- [Goal]:
Repeat the entries below word for word, from the line containing "Task: Indicate the ceiling fan light" through the end, including both of those lines.

- [Extracted records]:
>>>

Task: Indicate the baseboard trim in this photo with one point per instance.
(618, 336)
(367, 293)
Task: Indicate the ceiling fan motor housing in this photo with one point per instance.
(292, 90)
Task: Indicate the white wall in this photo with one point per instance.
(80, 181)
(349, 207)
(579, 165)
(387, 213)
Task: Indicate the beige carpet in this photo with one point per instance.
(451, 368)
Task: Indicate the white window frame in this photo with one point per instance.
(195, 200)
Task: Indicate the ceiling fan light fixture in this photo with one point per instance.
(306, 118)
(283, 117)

<<<

- [Exercise output]:
Task: Indicate the ceiling fan light fixture in this photo with one point per instance.
(306, 118)
(283, 117)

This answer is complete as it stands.